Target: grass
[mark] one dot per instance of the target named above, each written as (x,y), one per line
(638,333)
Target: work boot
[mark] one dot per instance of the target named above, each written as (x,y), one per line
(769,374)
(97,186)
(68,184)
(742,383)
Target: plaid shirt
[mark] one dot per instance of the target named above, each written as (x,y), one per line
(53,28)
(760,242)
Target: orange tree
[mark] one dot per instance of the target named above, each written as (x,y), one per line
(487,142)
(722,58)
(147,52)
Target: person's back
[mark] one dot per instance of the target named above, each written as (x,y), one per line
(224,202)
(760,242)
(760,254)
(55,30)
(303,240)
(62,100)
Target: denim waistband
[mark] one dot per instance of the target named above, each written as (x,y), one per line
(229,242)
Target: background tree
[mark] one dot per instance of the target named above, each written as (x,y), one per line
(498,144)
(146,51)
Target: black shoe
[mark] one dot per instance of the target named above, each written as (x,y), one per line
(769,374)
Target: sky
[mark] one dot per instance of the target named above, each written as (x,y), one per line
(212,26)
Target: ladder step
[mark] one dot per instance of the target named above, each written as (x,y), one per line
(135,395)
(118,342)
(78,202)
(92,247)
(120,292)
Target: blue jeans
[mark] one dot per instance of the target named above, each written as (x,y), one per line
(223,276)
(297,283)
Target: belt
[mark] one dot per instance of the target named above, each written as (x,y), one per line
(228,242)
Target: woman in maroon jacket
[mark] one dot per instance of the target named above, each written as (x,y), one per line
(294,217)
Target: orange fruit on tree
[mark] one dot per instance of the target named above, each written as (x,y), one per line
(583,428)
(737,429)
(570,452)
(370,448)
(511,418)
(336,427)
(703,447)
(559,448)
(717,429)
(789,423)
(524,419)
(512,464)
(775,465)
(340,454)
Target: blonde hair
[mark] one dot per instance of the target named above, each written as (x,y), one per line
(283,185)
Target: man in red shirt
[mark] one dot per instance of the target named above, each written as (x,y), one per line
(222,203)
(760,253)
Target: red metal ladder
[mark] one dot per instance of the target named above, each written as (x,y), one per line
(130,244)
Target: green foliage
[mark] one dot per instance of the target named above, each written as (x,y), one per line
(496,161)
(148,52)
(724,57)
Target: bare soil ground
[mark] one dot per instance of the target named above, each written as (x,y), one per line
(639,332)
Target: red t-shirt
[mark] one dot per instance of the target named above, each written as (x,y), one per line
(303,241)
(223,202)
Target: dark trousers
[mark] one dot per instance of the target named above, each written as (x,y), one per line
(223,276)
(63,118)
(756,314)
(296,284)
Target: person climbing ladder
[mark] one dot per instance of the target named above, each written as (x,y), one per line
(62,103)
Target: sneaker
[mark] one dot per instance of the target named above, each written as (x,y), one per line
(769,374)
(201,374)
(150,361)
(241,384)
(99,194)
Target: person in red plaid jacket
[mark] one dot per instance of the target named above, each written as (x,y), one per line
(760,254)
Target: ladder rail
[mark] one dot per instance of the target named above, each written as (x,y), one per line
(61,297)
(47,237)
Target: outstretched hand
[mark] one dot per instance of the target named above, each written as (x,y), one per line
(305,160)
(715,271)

■ ■ ■ ■ ■ ■ ■

:: Objective ::
Print from the line containing "Target: blue jeans" to the last line above, exactly as written.

:: Exercise answer ::
Target: blue jeans
[mark] one dot per instance of the target named above, each written as (x,y), one per line
(223,276)
(297,283)
Target: belt
[mark] one dot per instance of the target named above, each written as (x,y), one per line
(228,242)
Target: woman in maroon jacket
[mark] one dot per instance of the target named above, each written as (x,y), one per line
(294,217)
Target: orange fruit on tree
[mark] one dot per instance of the target named above, each written as (x,y), one per line
(583,428)
(737,429)
(570,452)
(370,448)
(511,418)
(336,427)
(703,447)
(559,448)
(717,429)
(789,423)
(524,419)
(512,464)
(775,465)
(340,454)
Target: blonde hair
[mark] one dot per instance of the target named above, each written as (x,y), one per line
(283,185)
Target: man in red shirt
[mark] one dot per instance of the target named above, each written as (x,y), one per line
(222,203)
(760,253)
Target: red metal ladder
[mark] one dot per instance of the target named above, each written as (x,y), one per line
(130,244)
Target: green foliage
[mark] one dot per instance of the target named above, each written as (x,y), one per line
(496,161)
(148,52)
(724,57)
Target: bare soil ground
[mark] one dot per instance of the target named above, each written as (x,y), one per line
(639,332)
Target: red t-shirt
[mark] one dot per instance of the target named above, each written as (x,y), one per line
(303,241)
(223,202)
Target: dark trousers
[mark] one dot per instance of the target named above, each written as (x,y), one per line
(223,276)
(63,118)
(756,314)
(296,284)
Target: person climbing ladder
[mark] one dot per instance of the target named above, each written as (x,y), one per line
(62,103)
Target: sneaker
[mark] one dot per instance of the target named above, each written as (x,y), one per line
(769,374)
(201,374)
(150,361)
(241,384)
(99,194)
Target: person in red plaid jacket
[mark] one dot per instance of the target named above, each written as (x,y), one per line
(760,254)
Target: ladder rail
[mark] one dot per instance of the target named above, each written as (x,y), one per line
(61,297)
(47,237)
Target: outstretched hand
[mark] one dot per instance of the target named above, each written as (x,y), one per line
(305,160)
(715,271)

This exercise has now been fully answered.